## Problem to solve
Start with the line containing "of the distant" and write out each line through the end of the listing, exactly as given.

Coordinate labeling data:
********************
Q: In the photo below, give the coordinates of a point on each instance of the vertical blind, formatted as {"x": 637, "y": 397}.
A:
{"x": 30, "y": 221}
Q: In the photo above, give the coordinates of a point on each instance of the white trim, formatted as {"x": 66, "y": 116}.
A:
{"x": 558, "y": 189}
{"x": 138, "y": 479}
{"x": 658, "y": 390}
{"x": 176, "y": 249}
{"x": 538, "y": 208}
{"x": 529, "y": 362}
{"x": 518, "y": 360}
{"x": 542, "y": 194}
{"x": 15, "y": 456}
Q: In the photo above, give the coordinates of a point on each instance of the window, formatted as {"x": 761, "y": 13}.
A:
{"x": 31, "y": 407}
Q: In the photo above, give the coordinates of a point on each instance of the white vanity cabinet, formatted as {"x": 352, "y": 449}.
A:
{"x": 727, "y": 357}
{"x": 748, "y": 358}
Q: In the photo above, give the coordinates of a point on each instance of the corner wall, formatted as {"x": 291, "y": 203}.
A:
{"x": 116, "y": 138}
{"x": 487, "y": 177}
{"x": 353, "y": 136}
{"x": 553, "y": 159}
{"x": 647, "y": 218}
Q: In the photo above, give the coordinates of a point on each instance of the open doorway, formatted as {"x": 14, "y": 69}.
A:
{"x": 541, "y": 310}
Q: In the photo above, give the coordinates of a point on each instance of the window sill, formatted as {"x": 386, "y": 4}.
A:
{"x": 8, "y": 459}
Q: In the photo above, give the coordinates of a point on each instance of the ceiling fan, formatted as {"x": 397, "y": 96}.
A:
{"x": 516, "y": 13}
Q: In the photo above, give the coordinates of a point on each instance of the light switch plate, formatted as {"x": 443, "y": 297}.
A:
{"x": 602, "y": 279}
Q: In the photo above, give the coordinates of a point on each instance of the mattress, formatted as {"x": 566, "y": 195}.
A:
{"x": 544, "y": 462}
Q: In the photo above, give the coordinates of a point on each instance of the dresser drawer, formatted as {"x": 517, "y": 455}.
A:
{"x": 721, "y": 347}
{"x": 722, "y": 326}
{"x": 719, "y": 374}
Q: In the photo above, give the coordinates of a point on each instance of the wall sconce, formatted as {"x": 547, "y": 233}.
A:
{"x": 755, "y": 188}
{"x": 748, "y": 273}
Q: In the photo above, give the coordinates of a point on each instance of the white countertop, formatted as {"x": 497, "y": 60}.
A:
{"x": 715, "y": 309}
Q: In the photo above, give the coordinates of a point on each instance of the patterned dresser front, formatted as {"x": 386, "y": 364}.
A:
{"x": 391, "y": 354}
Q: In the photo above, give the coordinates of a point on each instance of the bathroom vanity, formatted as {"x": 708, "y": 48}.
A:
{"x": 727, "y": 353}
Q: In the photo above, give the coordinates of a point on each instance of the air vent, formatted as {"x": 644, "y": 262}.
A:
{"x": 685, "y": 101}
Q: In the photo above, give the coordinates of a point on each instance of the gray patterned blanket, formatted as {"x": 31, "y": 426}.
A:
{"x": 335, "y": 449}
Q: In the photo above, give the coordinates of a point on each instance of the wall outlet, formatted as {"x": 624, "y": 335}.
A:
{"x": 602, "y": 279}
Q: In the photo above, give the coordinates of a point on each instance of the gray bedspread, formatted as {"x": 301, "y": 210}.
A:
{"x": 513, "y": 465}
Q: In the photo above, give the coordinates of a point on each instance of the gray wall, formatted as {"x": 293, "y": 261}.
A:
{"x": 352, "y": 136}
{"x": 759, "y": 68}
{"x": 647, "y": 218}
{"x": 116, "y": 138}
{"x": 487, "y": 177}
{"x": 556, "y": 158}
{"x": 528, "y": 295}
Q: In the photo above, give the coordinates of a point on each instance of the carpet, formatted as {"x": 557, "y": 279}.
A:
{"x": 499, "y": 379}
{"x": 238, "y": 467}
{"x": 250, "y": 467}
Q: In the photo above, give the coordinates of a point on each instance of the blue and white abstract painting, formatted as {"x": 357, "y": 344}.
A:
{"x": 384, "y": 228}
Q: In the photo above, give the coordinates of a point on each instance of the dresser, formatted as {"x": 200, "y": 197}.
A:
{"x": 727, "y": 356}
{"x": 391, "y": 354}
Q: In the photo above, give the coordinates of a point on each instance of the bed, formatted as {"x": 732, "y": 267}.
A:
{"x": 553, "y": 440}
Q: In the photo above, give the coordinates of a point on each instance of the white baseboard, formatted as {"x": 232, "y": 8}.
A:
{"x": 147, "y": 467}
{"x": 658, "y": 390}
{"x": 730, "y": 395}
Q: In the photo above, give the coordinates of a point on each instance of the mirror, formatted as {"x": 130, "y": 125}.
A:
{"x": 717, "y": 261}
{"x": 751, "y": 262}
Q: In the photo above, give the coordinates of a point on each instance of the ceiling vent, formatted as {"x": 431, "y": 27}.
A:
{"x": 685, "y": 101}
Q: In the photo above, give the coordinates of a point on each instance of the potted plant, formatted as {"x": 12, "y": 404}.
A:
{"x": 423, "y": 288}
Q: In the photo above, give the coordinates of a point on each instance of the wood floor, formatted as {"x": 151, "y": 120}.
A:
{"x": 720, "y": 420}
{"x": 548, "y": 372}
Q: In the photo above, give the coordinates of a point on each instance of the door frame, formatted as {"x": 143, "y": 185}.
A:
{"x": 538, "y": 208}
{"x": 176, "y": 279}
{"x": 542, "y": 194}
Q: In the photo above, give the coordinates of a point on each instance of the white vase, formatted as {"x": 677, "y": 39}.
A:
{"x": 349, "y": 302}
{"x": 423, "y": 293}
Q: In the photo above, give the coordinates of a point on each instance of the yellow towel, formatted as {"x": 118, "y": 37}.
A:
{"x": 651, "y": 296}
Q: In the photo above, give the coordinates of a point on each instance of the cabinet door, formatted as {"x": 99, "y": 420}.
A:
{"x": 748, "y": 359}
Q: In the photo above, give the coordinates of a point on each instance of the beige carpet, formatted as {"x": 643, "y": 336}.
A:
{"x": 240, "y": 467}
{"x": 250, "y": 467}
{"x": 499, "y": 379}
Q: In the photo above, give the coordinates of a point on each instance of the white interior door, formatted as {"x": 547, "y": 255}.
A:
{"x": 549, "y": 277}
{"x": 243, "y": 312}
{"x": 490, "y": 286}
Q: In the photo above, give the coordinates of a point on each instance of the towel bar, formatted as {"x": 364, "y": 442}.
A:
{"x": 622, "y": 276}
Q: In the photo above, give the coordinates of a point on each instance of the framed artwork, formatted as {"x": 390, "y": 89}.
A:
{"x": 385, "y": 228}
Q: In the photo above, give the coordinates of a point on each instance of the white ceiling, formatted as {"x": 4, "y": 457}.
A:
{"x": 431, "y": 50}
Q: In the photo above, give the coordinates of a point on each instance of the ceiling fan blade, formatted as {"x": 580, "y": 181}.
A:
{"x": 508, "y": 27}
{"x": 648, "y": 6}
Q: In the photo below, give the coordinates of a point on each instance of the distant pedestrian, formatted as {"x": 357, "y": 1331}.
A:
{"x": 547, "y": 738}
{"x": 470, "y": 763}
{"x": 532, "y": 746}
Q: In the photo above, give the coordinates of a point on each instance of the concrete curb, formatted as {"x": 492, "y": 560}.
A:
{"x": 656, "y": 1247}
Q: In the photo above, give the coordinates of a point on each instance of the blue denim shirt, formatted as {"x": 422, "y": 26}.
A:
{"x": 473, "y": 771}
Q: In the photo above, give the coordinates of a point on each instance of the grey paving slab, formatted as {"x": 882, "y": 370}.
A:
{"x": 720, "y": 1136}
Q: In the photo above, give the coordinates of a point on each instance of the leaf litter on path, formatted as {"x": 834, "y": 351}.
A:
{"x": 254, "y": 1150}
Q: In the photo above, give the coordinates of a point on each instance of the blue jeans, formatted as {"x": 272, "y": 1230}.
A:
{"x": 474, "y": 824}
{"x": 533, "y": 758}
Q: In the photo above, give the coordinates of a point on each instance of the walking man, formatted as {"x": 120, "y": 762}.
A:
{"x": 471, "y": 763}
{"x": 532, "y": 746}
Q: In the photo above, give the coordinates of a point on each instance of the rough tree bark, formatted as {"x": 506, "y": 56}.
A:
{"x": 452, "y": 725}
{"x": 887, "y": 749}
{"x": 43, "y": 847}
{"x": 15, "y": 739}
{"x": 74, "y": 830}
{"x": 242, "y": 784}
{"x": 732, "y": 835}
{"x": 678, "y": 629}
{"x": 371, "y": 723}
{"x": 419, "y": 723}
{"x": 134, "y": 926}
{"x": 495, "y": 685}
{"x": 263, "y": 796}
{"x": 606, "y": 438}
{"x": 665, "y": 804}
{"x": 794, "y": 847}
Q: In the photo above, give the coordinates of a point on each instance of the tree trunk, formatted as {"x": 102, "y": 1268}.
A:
********************
## Reply
Q: In the photo below, give the coordinates of a point on each instance of the distant pedestrian, formatted as {"x": 357, "y": 1331}.
A:
{"x": 547, "y": 738}
{"x": 470, "y": 763}
{"x": 532, "y": 746}
Q: In the photo above, give the coordinates of a point on each instance of the concrete curb, formatted as {"x": 492, "y": 560}.
A:
{"x": 656, "y": 1247}
Q: In the photo above, give the coordinates of a point on each instance of the blue denim shirt, formatted as {"x": 422, "y": 26}.
A:
{"x": 473, "y": 771}
Q: In the photo above, give the coordinates of a point on each instance of the grey paving slab, formatted as {"x": 882, "y": 370}.
A:
{"x": 720, "y": 1136}
Q: In the photo above, give the coordinates of a point on each instance of the leaf litter on path, formatted as {"x": 834, "y": 351}.
A:
{"x": 254, "y": 1150}
Q: In the photo above, give the coordinates of a point on each instance of the blue jeans, formatted as {"x": 272, "y": 1230}.
A:
{"x": 474, "y": 824}
{"x": 533, "y": 758}
Q: In the photo above, give the coordinates of a point on each instance of the walking man, formatted as {"x": 120, "y": 762}.
A:
{"x": 471, "y": 763}
{"x": 532, "y": 746}
Q: In the photo above, give the coordinates of a point on each instance of the rough tree bark, formatted as {"x": 506, "y": 56}.
A:
{"x": 452, "y": 725}
{"x": 887, "y": 749}
{"x": 43, "y": 847}
{"x": 15, "y": 739}
{"x": 74, "y": 830}
{"x": 242, "y": 784}
{"x": 732, "y": 835}
{"x": 678, "y": 629}
{"x": 371, "y": 723}
{"x": 419, "y": 723}
{"x": 134, "y": 926}
{"x": 495, "y": 685}
{"x": 263, "y": 796}
{"x": 606, "y": 438}
{"x": 665, "y": 804}
{"x": 794, "y": 847}
Q: In the photo above, give the coordinates of a point on each instance of the tree trunk, formatted as {"x": 102, "y": 1268}.
A:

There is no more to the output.